DESCRIPTION OF THE TASK: Turn every line of the data below into a numbered list, leaving out the blank lines.

(Records from a data source)

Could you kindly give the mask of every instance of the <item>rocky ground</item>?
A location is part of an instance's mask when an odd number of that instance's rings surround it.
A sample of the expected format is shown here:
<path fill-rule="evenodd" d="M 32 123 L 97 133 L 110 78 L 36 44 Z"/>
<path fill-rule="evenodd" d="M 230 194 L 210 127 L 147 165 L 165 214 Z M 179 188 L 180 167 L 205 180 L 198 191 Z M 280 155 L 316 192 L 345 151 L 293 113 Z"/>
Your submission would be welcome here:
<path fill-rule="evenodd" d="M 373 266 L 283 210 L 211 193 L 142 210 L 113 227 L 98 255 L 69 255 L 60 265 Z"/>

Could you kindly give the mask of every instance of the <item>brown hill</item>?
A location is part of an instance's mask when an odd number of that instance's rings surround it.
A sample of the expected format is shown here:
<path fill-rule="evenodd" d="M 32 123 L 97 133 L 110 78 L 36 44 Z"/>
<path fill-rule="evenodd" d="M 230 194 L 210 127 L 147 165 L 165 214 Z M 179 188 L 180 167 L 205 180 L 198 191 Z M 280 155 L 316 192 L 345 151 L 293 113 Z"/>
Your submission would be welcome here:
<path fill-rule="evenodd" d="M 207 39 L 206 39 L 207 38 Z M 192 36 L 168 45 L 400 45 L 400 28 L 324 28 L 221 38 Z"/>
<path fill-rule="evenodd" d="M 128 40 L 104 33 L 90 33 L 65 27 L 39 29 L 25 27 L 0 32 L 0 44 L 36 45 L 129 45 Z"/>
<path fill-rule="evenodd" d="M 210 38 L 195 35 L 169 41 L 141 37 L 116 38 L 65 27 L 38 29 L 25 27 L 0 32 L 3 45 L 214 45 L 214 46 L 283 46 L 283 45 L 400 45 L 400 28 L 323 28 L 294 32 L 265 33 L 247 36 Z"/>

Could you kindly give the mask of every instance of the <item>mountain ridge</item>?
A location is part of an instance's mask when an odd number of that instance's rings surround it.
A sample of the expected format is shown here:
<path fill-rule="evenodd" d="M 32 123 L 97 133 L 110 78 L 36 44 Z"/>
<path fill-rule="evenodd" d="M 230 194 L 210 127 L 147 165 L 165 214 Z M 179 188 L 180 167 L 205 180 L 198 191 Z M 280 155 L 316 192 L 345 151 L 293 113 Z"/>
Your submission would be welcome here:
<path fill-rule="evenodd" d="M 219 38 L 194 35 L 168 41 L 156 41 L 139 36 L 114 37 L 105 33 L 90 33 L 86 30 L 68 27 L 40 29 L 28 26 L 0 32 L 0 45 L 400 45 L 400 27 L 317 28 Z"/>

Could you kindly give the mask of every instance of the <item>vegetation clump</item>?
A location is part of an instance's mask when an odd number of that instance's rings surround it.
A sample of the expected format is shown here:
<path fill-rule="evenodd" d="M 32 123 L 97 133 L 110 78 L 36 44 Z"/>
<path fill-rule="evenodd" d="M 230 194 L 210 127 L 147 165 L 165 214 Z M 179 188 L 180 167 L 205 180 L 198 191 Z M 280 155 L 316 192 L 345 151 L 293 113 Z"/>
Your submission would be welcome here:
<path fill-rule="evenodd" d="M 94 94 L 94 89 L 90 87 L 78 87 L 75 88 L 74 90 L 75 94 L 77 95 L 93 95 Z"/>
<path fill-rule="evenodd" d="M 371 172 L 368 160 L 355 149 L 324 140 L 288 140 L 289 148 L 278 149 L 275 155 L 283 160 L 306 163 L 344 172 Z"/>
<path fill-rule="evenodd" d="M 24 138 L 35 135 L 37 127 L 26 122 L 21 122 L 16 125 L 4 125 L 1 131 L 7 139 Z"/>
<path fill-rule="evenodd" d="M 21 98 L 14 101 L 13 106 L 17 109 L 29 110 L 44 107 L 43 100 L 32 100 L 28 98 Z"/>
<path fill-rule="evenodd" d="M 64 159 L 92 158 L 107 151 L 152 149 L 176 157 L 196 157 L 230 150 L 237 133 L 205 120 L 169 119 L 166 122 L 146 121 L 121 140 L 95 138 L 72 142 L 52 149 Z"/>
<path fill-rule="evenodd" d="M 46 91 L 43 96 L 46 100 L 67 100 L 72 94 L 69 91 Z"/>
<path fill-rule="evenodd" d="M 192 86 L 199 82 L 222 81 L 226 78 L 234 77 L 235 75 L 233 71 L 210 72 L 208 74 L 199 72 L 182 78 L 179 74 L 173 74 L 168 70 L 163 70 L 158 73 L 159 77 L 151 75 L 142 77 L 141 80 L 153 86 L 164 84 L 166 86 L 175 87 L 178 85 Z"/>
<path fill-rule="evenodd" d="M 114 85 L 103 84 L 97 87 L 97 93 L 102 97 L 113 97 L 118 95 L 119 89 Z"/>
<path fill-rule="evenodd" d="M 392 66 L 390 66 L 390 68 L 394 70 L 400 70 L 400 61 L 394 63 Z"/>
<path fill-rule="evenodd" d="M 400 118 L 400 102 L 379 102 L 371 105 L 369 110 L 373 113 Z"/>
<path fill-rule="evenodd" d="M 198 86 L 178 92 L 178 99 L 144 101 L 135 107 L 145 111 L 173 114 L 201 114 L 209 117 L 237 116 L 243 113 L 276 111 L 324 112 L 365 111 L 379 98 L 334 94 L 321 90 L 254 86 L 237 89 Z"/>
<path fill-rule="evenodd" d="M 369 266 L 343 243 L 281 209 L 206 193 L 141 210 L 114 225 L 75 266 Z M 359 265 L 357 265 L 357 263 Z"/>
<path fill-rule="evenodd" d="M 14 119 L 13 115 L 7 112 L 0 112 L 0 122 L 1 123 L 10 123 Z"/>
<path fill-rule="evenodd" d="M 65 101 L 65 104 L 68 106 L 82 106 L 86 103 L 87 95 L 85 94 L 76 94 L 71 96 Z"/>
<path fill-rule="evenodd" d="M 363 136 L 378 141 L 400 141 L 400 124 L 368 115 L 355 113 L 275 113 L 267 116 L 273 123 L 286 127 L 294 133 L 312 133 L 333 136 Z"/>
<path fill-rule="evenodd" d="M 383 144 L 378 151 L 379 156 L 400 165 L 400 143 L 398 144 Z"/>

FINAL RESULT:
1. Could you kindly give the mask of every instance of the <item>rocky ground</item>?
2. A location is part of an instance's mask when an odd number of that instance's rings surround it.
3. A sample of the expected format is shown here:
4. <path fill-rule="evenodd" d="M 32 123 L 97 133 L 110 78 L 36 44 Z"/>
5. <path fill-rule="evenodd" d="M 230 194 L 210 127 L 147 165 L 165 214 Z M 179 188 L 180 167 L 205 180 L 198 191 Z M 280 155 L 316 192 L 345 151 L 293 113 Z"/>
6. Your submission would be welcome here:
7. <path fill-rule="evenodd" d="M 373 266 L 283 210 L 211 193 L 142 210 L 113 227 L 98 255 L 69 255 L 60 265 Z"/>
8. Could you kindly give the mask of every instance of the <item>brown hill</item>?
9. A location is part of an instance's mask when an odd number of that instance's rings surround it.
10. A sample of the expected format is shown here:
11. <path fill-rule="evenodd" d="M 32 123 L 97 133 L 110 78 L 36 44 Z"/>
12. <path fill-rule="evenodd" d="M 230 194 L 210 127 L 147 165 L 165 214 Z M 179 188 L 180 167 L 205 180 L 198 191 Z M 280 155 L 316 192 L 345 151 L 293 113 Z"/>
13. Your submission would be welcome here:
14. <path fill-rule="evenodd" d="M 207 39 L 206 39 L 207 38 Z M 192 36 L 168 45 L 400 45 L 400 28 L 324 28 L 221 38 Z"/>
15. <path fill-rule="evenodd" d="M 128 40 L 104 33 L 90 33 L 65 27 L 39 29 L 25 27 L 0 32 L 0 44 L 36 45 L 129 45 Z"/>
16. <path fill-rule="evenodd" d="M 210 38 L 195 35 L 169 41 L 141 37 L 116 38 L 65 27 L 38 29 L 25 27 L 0 32 L 3 45 L 214 45 L 214 46 L 283 46 L 283 45 L 400 45 L 400 28 L 323 28 L 294 32 L 265 33 L 247 36 Z"/>
17. Could you kindly give the mask of every instance of the <item>mountain ridge</item>?
18. A location is part of an instance's mask when an odd number of that instance's rings surround it.
19. A sample of the expected format is shown here:
20. <path fill-rule="evenodd" d="M 32 123 L 97 133 L 110 78 L 36 44 Z"/>
21. <path fill-rule="evenodd" d="M 230 194 L 210 127 L 147 165 L 165 214 Z M 179 188 L 180 167 L 205 180 L 198 191 Z M 280 155 L 316 192 L 345 151 L 293 113 Z"/>
22. Your submission would be welcome here:
23. <path fill-rule="evenodd" d="M 219 38 L 194 35 L 168 41 L 156 41 L 139 36 L 114 37 L 105 33 L 90 33 L 86 30 L 68 27 L 40 29 L 28 26 L 0 32 L 0 45 L 400 45 L 400 27 L 317 28 Z"/>
24. Could you kindly give the mask of every instance of the <item>vegetation clump</item>?
25. A location is part of an instance's mask when an odd number of that instance's rings surround it.
26. A sample of the expected format is shown here:
27. <path fill-rule="evenodd" d="M 32 123 L 97 133 L 110 78 L 36 44 Z"/>
28. <path fill-rule="evenodd" d="M 230 194 L 210 127 L 147 165 L 165 214 Z M 179 188 L 180 167 L 205 180 L 198 191 Z M 280 155 L 316 192 L 345 151 L 293 113 Z"/>
29. Your submission would be welcome here:
30. <path fill-rule="evenodd" d="M 94 94 L 94 89 L 90 87 L 78 87 L 75 88 L 74 90 L 75 94 L 77 95 L 93 95 Z"/>
31. <path fill-rule="evenodd" d="M 371 172 L 368 160 L 355 149 L 324 140 L 288 140 L 289 148 L 278 149 L 275 155 L 283 160 L 306 163 L 344 172 Z"/>
32. <path fill-rule="evenodd" d="M 24 138 L 35 135 L 37 127 L 26 122 L 21 122 L 16 125 L 4 125 L 1 131 L 7 139 Z"/>
33. <path fill-rule="evenodd" d="M 21 98 L 14 101 L 13 106 L 17 109 L 29 110 L 44 107 L 43 100 L 32 100 L 28 98 Z"/>
34. <path fill-rule="evenodd" d="M 64 159 L 92 158 L 107 151 L 152 149 L 176 157 L 196 157 L 230 150 L 237 133 L 205 120 L 169 119 L 166 122 L 146 121 L 121 140 L 95 138 L 72 142 L 52 149 Z"/>
35. <path fill-rule="evenodd" d="M 46 91 L 43 96 L 46 100 L 67 100 L 72 94 L 69 91 Z"/>
36. <path fill-rule="evenodd" d="M 192 86 L 199 82 L 222 81 L 226 78 L 234 77 L 235 75 L 233 71 L 210 72 L 208 74 L 199 72 L 182 78 L 179 74 L 173 74 L 168 70 L 163 70 L 158 73 L 159 77 L 151 75 L 142 77 L 141 80 L 153 86 L 164 84 L 166 86 L 175 87 L 178 85 Z"/>
37. <path fill-rule="evenodd" d="M 114 85 L 103 84 L 97 87 L 97 93 L 102 97 L 113 97 L 118 95 L 119 89 Z"/>
38. <path fill-rule="evenodd" d="M 392 66 L 390 66 L 390 68 L 394 70 L 400 70 L 400 61 L 394 63 Z"/>
39. <path fill-rule="evenodd" d="M 400 118 L 400 102 L 379 102 L 371 105 L 369 110 L 373 113 Z"/>
40. <path fill-rule="evenodd" d="M 198 86 L 178 92 L 178 99 L 144 101 L 135 107 L 145 111 L 173 114 L 201 114 L 209 117 L 237 116 L 243 113 L 276 111 L 324 112 L 365 111 L 379 98 L 334 94 L 321 90 L 254 86 L 237 89 Z"/>
41. <path fill-rule="evenodd" d="M 369 266 L 343 243 L 281 209 L 206 193 L 141 210 L 114 225 L 75 266 Z M 359 265 L 357 265 L 357 263 Z"/>
42. <path fill-rule="evenodd" d="M 14 119 L 13 115 L 7 112 L 0 112 L 0 122 L 1 123 L 10 123 Z"/>
43. <path fill-rule="evenodd" d="M 65 101 L 65 104 L 68 106 L 82 106 L 86 103 L 87 95 L 85 94 L 76 94 L 71 96 Z"/>
44. <path fill-rule="evenodd" d="M 363 136 L 378 141 L 400 141 L 400 124 L 368 115 L 355 113 L 275 113 L 267 116 L 273 123 L 286 127 L 294 133 L 312 133 L 333 136 Z"/>
45. <path fill-rule="evenodd" d="M 383 144 L 378 151 L 379 156 L 400 165 L 400 143 L 398 144 Z"/>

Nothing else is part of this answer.